■ WHAT YOU SHOULD DO: Search the material for "dark" and show all lines that contain it.
***
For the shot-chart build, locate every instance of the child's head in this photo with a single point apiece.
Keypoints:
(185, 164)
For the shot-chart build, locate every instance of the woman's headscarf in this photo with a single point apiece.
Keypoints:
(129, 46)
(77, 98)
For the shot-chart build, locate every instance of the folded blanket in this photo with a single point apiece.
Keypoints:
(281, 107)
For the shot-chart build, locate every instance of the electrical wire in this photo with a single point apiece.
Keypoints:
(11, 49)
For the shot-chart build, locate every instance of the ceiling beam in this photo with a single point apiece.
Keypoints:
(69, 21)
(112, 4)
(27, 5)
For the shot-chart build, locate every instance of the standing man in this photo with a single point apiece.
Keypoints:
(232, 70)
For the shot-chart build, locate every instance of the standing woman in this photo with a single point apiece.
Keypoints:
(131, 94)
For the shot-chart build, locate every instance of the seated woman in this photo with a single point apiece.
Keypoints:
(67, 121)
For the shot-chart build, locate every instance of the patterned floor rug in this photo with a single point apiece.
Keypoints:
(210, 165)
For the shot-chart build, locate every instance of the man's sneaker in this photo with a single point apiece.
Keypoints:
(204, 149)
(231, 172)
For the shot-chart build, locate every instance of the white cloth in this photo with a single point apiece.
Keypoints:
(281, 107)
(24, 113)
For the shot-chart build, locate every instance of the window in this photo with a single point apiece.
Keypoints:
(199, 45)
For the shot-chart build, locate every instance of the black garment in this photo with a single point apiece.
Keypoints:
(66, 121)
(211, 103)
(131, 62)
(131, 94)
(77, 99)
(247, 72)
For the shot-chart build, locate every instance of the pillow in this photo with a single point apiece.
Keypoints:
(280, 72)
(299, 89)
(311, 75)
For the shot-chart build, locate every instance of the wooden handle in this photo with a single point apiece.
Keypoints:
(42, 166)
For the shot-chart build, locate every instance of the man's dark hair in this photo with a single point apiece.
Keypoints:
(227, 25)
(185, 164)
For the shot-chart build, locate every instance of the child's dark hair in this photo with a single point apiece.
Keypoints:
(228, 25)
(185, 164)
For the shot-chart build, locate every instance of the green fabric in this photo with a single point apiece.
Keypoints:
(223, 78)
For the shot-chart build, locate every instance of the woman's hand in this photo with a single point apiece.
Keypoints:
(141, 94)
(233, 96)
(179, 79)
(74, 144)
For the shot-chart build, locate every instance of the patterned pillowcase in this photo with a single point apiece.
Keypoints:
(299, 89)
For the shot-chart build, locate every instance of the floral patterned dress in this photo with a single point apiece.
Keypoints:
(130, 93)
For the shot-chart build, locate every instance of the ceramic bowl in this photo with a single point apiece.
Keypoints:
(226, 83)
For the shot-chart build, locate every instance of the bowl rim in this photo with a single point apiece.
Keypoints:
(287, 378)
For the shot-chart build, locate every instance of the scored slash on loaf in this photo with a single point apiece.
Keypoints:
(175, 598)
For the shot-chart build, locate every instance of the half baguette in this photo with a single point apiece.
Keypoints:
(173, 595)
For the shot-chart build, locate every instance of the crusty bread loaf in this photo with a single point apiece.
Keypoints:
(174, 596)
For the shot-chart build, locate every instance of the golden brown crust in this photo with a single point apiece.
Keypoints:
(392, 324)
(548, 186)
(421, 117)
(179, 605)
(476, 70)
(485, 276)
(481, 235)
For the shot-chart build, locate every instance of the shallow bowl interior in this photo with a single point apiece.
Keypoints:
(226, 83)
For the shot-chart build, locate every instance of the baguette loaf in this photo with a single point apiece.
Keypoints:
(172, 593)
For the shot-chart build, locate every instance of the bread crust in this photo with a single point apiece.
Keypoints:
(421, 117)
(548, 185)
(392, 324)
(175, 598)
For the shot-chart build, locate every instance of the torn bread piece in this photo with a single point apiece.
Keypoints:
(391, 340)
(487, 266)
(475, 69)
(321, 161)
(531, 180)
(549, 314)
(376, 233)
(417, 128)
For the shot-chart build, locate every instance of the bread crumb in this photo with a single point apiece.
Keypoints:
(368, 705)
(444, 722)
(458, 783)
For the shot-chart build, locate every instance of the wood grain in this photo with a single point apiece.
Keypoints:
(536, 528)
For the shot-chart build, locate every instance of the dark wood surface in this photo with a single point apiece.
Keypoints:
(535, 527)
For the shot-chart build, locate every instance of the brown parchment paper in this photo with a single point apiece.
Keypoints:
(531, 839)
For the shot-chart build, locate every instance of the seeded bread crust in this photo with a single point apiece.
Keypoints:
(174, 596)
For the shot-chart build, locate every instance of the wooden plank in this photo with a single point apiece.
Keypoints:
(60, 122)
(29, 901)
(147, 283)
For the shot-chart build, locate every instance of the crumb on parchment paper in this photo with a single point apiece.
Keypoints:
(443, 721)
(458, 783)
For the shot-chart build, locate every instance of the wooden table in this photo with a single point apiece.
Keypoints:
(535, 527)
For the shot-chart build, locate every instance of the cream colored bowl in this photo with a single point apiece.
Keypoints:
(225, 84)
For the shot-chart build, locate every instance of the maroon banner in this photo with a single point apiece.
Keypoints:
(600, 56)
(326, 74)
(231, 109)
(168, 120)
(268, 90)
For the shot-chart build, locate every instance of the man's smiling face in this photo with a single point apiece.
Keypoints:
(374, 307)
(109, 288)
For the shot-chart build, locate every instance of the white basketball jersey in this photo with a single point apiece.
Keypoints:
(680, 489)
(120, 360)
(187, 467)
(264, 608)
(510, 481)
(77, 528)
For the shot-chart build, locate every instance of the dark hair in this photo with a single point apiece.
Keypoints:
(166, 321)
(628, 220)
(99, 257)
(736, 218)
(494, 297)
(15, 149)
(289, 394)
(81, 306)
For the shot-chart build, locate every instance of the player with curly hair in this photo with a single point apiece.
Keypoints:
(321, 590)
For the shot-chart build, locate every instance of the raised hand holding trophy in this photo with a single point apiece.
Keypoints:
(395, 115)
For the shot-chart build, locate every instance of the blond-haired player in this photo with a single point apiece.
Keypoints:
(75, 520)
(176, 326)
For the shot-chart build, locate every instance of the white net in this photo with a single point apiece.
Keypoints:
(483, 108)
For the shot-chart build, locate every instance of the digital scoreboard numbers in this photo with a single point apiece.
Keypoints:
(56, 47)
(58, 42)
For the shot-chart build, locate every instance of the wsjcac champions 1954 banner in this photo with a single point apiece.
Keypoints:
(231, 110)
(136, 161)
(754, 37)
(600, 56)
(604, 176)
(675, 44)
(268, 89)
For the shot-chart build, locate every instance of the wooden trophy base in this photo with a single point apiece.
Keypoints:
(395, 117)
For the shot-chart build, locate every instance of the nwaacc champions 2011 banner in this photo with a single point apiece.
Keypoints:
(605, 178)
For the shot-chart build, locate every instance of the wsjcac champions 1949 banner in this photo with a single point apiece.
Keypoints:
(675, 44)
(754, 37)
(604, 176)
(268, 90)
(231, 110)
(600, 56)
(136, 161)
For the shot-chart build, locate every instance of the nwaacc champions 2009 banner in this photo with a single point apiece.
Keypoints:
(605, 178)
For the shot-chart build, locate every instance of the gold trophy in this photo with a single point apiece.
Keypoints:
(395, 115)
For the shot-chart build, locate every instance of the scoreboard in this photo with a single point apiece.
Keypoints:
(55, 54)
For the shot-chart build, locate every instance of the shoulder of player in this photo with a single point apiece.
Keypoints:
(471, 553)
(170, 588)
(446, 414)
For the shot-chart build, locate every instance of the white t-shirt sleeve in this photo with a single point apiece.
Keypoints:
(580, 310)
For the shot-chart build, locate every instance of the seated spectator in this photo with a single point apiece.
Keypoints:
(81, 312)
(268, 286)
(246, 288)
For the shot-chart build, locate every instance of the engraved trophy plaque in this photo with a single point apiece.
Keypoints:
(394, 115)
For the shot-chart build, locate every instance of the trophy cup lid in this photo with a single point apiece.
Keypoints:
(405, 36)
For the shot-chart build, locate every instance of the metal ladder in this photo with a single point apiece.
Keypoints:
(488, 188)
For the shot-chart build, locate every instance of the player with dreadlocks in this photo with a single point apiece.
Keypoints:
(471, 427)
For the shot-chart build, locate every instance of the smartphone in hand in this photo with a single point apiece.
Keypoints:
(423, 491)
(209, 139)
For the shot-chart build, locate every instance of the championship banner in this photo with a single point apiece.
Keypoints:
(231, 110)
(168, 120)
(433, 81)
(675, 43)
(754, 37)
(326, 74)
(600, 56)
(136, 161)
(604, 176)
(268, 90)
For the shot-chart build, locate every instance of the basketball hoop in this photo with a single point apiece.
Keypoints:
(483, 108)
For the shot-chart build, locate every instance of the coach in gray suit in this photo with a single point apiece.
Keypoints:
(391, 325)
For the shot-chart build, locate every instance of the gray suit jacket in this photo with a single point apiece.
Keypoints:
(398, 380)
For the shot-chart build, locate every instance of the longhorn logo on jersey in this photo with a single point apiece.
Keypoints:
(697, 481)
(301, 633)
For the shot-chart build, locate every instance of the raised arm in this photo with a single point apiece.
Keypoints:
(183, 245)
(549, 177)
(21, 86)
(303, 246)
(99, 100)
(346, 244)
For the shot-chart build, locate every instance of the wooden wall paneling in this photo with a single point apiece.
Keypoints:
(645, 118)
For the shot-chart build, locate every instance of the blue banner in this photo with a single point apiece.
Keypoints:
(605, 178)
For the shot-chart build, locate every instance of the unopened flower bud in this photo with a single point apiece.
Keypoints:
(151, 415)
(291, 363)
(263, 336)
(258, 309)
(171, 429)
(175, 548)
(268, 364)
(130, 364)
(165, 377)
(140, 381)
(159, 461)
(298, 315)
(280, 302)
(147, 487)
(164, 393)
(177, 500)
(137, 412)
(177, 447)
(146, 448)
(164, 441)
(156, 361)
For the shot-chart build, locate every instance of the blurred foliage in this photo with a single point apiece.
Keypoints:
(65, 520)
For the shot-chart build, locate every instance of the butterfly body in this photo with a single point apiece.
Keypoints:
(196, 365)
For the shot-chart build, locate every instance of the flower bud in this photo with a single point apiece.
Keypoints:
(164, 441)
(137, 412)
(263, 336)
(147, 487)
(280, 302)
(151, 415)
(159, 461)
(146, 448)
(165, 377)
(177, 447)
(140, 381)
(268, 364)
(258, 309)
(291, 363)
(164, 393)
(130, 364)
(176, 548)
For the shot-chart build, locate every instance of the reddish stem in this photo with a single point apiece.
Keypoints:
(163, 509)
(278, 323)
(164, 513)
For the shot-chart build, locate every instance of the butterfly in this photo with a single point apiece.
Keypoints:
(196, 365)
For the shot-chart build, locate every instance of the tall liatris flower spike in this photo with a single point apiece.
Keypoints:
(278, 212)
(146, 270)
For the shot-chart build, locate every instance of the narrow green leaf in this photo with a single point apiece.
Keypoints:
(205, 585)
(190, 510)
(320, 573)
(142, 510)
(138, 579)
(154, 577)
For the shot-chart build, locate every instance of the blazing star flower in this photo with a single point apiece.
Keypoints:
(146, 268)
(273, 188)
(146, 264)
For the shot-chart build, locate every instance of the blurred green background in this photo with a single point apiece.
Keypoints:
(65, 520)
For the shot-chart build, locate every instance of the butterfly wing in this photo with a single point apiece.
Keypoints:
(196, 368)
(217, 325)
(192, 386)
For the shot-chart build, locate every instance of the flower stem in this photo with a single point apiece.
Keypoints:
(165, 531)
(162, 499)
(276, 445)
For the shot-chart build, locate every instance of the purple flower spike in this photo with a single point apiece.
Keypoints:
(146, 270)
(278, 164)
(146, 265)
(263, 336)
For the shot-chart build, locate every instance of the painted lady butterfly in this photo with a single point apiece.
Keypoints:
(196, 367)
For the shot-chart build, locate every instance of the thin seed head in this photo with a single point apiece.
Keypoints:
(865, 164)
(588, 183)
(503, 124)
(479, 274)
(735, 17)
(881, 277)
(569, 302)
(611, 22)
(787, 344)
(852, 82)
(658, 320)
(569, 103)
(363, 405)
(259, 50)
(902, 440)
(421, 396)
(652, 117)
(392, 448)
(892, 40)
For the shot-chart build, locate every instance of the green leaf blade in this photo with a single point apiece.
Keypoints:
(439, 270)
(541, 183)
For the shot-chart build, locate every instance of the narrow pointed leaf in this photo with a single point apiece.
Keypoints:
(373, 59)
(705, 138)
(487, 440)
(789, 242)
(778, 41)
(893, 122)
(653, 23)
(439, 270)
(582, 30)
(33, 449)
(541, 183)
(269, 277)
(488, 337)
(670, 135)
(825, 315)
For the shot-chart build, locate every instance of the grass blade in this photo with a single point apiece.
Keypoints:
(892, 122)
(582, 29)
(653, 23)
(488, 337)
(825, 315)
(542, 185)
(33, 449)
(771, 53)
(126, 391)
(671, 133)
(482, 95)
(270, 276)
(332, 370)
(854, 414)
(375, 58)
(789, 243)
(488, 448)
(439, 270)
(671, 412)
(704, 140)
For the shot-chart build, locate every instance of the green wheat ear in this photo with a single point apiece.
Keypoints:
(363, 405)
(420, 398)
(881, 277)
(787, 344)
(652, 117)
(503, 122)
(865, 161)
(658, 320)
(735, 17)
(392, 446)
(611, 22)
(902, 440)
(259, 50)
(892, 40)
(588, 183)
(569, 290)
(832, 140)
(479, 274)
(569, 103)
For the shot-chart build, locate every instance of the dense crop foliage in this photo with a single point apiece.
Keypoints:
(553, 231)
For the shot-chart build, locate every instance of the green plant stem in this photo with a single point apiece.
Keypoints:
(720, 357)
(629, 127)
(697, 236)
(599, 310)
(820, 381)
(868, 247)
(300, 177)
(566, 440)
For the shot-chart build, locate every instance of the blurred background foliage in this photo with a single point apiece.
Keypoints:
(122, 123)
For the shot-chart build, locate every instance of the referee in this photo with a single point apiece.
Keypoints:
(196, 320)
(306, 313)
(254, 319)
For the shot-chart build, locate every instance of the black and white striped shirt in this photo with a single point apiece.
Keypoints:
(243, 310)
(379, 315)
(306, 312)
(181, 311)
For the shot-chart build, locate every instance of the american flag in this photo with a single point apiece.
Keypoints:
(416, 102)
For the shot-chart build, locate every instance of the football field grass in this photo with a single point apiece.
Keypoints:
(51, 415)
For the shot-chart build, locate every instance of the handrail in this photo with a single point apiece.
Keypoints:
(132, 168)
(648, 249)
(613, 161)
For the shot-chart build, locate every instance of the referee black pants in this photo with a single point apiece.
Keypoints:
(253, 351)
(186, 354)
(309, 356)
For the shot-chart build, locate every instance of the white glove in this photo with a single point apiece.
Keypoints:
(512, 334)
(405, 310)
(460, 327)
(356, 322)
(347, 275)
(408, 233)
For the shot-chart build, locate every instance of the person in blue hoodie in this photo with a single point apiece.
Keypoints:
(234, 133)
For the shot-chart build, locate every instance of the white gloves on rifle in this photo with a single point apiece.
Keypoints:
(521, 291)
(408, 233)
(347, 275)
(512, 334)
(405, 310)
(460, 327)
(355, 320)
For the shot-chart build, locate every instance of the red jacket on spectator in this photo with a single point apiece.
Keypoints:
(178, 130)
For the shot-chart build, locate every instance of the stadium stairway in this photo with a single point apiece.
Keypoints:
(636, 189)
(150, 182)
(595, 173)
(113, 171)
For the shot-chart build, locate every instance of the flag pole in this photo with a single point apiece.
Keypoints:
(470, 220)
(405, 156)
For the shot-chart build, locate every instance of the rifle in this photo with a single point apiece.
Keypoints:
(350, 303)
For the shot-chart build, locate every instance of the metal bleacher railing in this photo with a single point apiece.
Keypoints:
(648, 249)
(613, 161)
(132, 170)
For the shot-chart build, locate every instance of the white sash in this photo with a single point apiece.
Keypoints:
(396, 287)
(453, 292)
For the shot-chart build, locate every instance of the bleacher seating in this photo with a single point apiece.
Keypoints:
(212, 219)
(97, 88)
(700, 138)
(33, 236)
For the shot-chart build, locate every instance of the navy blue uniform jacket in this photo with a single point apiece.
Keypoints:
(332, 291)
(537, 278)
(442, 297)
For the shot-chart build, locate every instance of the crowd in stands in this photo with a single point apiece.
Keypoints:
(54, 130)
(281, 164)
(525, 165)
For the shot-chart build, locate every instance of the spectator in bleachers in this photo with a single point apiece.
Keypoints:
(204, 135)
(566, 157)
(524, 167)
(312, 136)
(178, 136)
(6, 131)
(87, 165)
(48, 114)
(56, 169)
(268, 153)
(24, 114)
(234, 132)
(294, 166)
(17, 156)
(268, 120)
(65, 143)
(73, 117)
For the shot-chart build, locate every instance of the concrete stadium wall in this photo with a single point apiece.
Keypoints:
***
■ RESPONSE FOR THIS EXERCISE:
For the shot-chart build, locate every instance of the man's dark hair in this photo with a single point apiece.
For the shot-chart build, locate every instance of the child's dark hair in this photo with a single point apiece.
For the shot-chart build, locate every instance of the dark wood surface in this photo with a single point apiece.
For the shot-chart build, locate every instance of the dark hair in this photo with a single point apiece.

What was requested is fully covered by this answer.